Put all of the data below into a numbered list, one item per line, leaving out any blank lines.

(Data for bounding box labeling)
#####

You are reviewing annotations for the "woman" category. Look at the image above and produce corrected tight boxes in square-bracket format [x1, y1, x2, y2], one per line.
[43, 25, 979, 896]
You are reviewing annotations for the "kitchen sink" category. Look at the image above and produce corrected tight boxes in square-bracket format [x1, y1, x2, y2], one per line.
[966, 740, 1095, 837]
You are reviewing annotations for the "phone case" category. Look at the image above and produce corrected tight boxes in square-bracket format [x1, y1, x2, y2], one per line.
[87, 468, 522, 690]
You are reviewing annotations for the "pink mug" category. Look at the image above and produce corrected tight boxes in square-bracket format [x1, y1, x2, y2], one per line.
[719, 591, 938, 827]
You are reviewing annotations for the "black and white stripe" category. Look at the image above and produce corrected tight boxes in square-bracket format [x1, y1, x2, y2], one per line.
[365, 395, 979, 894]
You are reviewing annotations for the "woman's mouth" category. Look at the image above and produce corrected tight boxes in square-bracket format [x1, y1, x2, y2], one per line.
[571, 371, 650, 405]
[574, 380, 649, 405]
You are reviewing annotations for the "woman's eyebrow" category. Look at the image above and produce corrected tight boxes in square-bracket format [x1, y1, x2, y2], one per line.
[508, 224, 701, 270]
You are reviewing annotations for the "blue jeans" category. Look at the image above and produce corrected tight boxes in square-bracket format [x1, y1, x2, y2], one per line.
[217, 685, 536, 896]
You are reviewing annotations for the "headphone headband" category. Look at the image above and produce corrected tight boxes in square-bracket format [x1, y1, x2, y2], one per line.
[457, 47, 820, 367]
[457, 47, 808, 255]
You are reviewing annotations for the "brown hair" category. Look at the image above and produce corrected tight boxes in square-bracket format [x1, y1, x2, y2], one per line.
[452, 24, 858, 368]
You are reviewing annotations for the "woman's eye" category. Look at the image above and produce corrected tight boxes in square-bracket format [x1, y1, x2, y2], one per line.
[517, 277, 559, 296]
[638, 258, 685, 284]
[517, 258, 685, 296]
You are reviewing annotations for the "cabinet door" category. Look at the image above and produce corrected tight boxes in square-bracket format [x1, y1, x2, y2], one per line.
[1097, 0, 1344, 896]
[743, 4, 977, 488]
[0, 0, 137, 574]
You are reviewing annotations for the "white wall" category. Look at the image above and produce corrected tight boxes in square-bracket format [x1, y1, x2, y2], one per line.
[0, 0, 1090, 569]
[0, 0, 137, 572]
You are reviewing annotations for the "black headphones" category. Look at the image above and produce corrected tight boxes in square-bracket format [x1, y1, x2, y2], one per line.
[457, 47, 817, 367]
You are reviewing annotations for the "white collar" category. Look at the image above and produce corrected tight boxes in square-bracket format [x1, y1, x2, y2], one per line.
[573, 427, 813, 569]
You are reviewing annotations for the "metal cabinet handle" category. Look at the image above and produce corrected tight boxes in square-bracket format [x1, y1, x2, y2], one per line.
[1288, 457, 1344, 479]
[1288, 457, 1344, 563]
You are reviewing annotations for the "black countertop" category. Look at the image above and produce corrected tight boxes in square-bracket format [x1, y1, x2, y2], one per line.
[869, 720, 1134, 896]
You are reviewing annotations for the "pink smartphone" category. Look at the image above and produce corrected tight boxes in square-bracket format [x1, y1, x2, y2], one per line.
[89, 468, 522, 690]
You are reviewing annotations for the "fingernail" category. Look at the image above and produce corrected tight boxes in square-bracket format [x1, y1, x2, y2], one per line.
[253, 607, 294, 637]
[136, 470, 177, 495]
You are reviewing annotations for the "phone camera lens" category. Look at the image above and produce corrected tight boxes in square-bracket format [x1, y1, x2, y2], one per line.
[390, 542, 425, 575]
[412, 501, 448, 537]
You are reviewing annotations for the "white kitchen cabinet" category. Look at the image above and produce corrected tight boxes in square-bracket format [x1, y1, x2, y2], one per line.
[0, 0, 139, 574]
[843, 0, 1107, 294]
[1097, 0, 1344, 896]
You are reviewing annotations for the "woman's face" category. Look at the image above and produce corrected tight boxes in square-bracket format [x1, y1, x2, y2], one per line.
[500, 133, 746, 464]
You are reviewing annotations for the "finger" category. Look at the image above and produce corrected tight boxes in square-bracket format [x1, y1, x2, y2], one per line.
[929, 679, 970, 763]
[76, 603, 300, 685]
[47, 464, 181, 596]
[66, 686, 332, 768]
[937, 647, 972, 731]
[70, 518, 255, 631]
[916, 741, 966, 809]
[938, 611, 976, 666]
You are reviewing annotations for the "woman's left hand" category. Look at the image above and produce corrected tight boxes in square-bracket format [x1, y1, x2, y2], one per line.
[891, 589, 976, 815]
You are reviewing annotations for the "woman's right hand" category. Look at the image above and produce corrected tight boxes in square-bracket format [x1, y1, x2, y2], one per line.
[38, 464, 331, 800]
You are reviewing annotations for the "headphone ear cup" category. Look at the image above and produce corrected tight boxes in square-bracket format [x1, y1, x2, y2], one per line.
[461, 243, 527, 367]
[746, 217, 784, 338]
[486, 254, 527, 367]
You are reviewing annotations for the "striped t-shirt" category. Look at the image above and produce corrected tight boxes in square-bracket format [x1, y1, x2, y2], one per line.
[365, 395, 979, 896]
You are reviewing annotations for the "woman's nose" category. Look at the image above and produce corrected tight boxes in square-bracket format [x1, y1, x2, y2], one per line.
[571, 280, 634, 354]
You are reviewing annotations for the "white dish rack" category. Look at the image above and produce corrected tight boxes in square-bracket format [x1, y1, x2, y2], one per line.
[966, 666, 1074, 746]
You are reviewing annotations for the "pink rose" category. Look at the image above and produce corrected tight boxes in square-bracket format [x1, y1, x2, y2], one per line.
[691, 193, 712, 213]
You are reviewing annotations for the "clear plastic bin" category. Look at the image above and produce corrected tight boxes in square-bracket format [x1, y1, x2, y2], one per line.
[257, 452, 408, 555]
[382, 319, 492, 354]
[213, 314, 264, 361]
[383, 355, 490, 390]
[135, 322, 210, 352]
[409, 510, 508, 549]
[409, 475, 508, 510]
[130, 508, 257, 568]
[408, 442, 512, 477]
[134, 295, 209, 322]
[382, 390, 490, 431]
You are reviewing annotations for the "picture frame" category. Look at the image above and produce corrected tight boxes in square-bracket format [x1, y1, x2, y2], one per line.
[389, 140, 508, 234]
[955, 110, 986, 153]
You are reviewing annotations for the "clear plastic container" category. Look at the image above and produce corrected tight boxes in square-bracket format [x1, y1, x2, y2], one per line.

#####

● **Problem solution**:
1. You are reviewing annotations for the "woman" category. Look at the image above and produce corrected tight boxes in square-bracket format [x1, y1, x2, y2], one per line.
2. [43, 25, 979, 896]
3. You are reviewing annotations for the "kitchen sink" category. Look at the image above and produce corrected tight boxes in square-bracket format [x1, y1, x2, y2], one per line.
4. [966, 740, 1095, 837]
5. You are reviewing annotations for the "phone case" category. Look at the image above and produce corrected tight boxes in square-bracket format [x1, y1, x2, y2], one per line.
6. [87, 468, 522, 690]
7. You are reviewing annotations for the "pink mug" category. Look at the image above and produce corrected tight boxes in square-bracket format [x1, y1, x2, y2], one per line.
8. [719, 591, 938, 827]
9. You are reviewing annotations for the "black and white stripe" category. Look at the image above and produce corrected tight boxes in square-bracket format [x1, y1, x2, y2], one per line.
10. [365, 395, 979, 894]
11. You are reviewing annotations for the "woman's mouth" category. Look at the image above and produce corrected tight boxes in square-bracket format [x1, y1, x2, y2], one per line.
12. [571, 371, 650, 405]
13. [574, 380, 649, 405]
14. You are reviewing annotations for the "woman's eyebrow" category. Look at the image above and produce corrected tight boxes in square-bracket format [x1, y1, x2, y2], one per line.
15. [508, 224, 701, 270]
16. You are reviewing annotations for the "blue jeans" category. Look at the image above and produce corrected tight boxes in square-bracket format [x1, y1, x2, y2], one per line.
17. [217, 685, 536, 896]
18. You are reviewing annotations for the "headphone headband" category. Look at the image above and produce corrected tight boxes in square-bracket format [x1, y1, x2, y2], one per line.
19. [457, 47, 820, 367]
20. [457, 47, 808, 255]
21. You are reviewing annotations for the "brown hair" category. Look at the image above and produce corrected tight boxes in square-bracket format [x1, y1, x2, y2], one per line.
22. [452, 24, 858, 368]
23. You are reviewing annotations for the "woman's eye" category. Look at the image above and produce corrected tight boxes in square-bracket format [x1, y1, x2, y2], one per line.
24. [517, 277, 559, 296]
25. [638, 258, 685, 284]
26. [517, 258, 685, 296]
27. You are reviewing annotations for the "cabinet door" category. Look at the image above and produce corrected tight boxes in square-bracket format [x1, y1, x2, y2], one per line.
28. [1097, 0, 1344, 896]
29. [743, 4, 977, 488]
30. [0, 0, 137, 574]
31. You are reviewing annotations for the "white wall" category. Look at the image above and produce corrected tight boxes in square-bracket format [x1, y1, x2, y2], one per line.
32. [0, 0, 1090, 569]
33. [0, 0, 137, 572]
34. You are reviewing annotations for the "black headphones" category. Look at the image above and produce corrected tight boxes in square-bracket format [x1, y1, x2, y2], one per line.
35. [457, 47, 817, 367]
36. You are reviewing annotations for the "white collar" category. Look at the image above and produce corrected tight boxes in square-bracket format [x1, y1, x2, y2], one per line.
37. [573, 427, 813, 569]
38. You are reviewing annotations for the "metal cabinet handle" category. Look at the image above and produce corrected tight boxes in square-bracket format [x1, y1, x2, y2], one per line.
39. [1288, 457, 1344, 479]
40. [1288, 457, 1344, 563]
41. You are reviewing annotations for the "black countertop" category. Look at the image above and produce corrected tight boxes in square-bracket format [x1, y1, x2, y2], one per line.
42. [869, 720, 1134, 896]
43. You are reviewing annotations for the "pink smartphone" category. Look at the image above and produce corrected tight boxes in square-bracket format [x1, y1, x2, y2], one per line.
44. [89, 468, 522, 690]
45. You are reviewing annotations for the "fingernail" category. Look at the image above and produce corrected tight boxes in square-bracket format [x1, y1, x2, y2], one per line.
46. [253, 607, 294, 637]
47. [136, 470, 177, 495]
48. You are reviewing annotations for the "phone camera lens" category. Look at the image above and produce corrected tight boxes in square-bracket format [x1, y1, x2, y2], one per line.
49. [390, 542, 425, 575]
50. [412, 501, 448, 537]
51. You are reviewing annotations for the "white kitchen cabinet" category. Look at the image above and produce corrected tight boxes in square-bracket format [x1, y1, x2, y2], one per line.
52. [0, 0, 139, 574]
53. [843, 0, 1107, 294]
54. [1097, 0, 1344, 896]
55. You are reviewing annotations for the "woman's face" category. Look at the image above and produce corrected tight boxes in square-bracket format [x1, y1, x2, y2], one per line.
56. [500, 133, 746, 464]
57. You are reviewing annotations for the "finger" category. Look at the image above and produce corrected tight boxes in square-bracket format [x1, y1, x2, y2], one per line.
58. [929, 679, 970, 763]
59. [76, 603, 300, 685]
60. [47, 464, 181, 596]
61. [66, 686, 332, 768]
62. [937, 647, 972, 731]
63. [70, 518, 255, 631]
64. [916, 741, 966, 809]
65. [938, 611, 976, 666]
66. You are reviewing annotations for the "woman's left hand" category. Look at the image above and produce corrected tight boxes in square-bracket format [x1, y1, x2, y2], one per line.
67. [891, 589, 976, 815]
68. You are reviewing annotations for the "woman's right hand" category. Look at the image above and produce corrected tight boxes in square-bracket format [x1, y1, x2, y2], one per line.
69. [38, 464, 331, 800]
70. You are reviewing annotations for the "headphone ear cup" category. Look at the image above and produce corrected tight boxes in square-bracket format [x1, y1, x2, y2], one per line.
71. [461, 243, 527, 367]
72. [746, 217, 784, 338]
73. [486, 254, 527, 367]
74. You are reviewing annotations for the "striped t-shirt" category. Look at the image above and produce corrected tight boxes in square-bracket format [x1, y1, x2, y2], one per line.
75. [365, 395, 979, 896]
76. You are reviewing annotations for the "woman's nose" category. Look at the image above and produce corrected tight boxes in square-bracket format [x1, y1, x2, y2], one per line.
77. [571, 280, 634, 354]
78. You are reviewing annotations for the "white dish rack" category. Look at the image above and produce corrected tight boxes in square-bracket format [x1, y1, x2, y2], one per line.
79. [966, 666, 1074, 746]
80. You are reviewing annotations for the "pink rose" category. Look at the image above and produce corrected tight boxes in square-bracket format [x1, y1, x2, y2], one per line.
81. [691, 193, 712, 213]
82. You are reviewing annotations for the "clear plastic bin" category. Look at the image above and produce corrected tight boxes in square-bracket format [x1, y1, x2, y2], one per line.
83. [257, 452, 408, 555]
84. [382, 319, 492, 354]
85. [213, 314, 264, 361]
86. [383, 355, 490, 390]
87. [135, 322, 210, 352]
88. [409, 510, 508, 549]
89. [409, 475, 508, 510]
90. [130, 508, 257, 568]
91. [408, 442, 512, 477]
92. [134, 295, 209, 322]
93. [382, 390, 490, 431]
94. You are reviewing annotations for the "picture frame" category. Look at the image above and produce corrected tight boxes in square-bracket format [x1, y1, x2, y2], one per line.
95. [389, 140, 508, 234]
96. [955, 110, 986, 153]
97. You are reviewing annotations for the "clear plastic container" category. Look at the image above and produce corrected tight boxes in square-bracket format [x1, y1, x2, y2], one per line.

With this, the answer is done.